I have always loved this time of year with its unique mix of experiences: endings and beginnings intertwined with one another as summer's lease runs out, and the annual cycle of activities starts up again, and children go back to school, and it's students rather than tourists who are now walking these ancient streets.
 
The rhythms of Cathedral life haven't quite been paused during the summer, as readers of my August blog will recall. But the pace changes with September. On the last weekend the Cathedral Choir is on holiday, we enjoy our annual visit from the Buxton Madrigal Singers. As usual they are here for the last big festival of the summer, the Translation of the Relics of St Cuthbert. On the Sunday nearest 4 September, we commemorate the day in 1104 when the first phase of the Cathedral's construction was completed. The sanctuary and quire were finished, and in an elaborate and carefully documented ceremony, Cuthbert's body was placed in his new shrine. Today the whole congregation processes to the shrine where incense is swung (yes, it's still permitted despite worries about 'legal highs'), and prayers are said. It's a high day in the calendar, and for Durham people marks the threshold between summer and autumn.
 
The Cathedral choir returns, and the rhythm of daily evensong resumes. How good it is to see and hear them again. We are grateful for all the choirs that visit over the summer, but there is nothing like your own Cathedral choir. At first, we miss the old familiar faces in the choirstalls: last term, a larger cohort than usual reached their top year in the choir and left to go on to other schools. We always wonder how the survivors can possibly reach the standards of last year...but they always do, even if the first evensong or two are a trifle more tentative than we are used to. I say to the choristers that confidence is all they need. Everything else is there.
 
This year there is a major service on Day 2 of the new choir term. This is the day when The Queen overtakes Queen Victoria as the longest-serving Monarch in British history. The Lord Lieutenant has summoned the county to celebrate at the exact time (5.30pm) this threshold is reached. The music includes music used at the Coronation including Zadok the Priest, sung at every coronation since George II's. The choir distinguishes itself magnificently in front of a large and appreciative congregation.

### Exercise tasks
(a) In the blog post, at what time was the county summoned to celebrate The Queen overtaking Queen Victoria as the longest-serving Monarch?
(b) Reproduce the rows word for word, starting at the line containing "pair like [17,532]." and continuing through the last line of the rows.
The blog post has no connection to the rows that follow it.

### Dataset entries
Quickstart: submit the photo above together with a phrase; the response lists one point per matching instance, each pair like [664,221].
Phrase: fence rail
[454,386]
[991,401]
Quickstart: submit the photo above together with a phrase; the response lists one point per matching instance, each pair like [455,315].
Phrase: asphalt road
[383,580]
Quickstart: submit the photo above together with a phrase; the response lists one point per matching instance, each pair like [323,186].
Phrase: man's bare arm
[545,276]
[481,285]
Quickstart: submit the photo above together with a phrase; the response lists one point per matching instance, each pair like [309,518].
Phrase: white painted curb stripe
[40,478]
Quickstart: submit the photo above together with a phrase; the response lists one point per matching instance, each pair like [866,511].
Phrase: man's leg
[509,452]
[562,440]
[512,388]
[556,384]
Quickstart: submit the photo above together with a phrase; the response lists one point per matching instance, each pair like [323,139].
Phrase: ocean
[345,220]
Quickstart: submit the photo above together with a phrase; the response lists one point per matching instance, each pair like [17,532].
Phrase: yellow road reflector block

### Results by task
(a) 5.30pm

(b)
Quickstart: submit the photo above together with a phrase; the response lists one point per matching instance, each pair like [17,532].
Phrase: yellow road reflector block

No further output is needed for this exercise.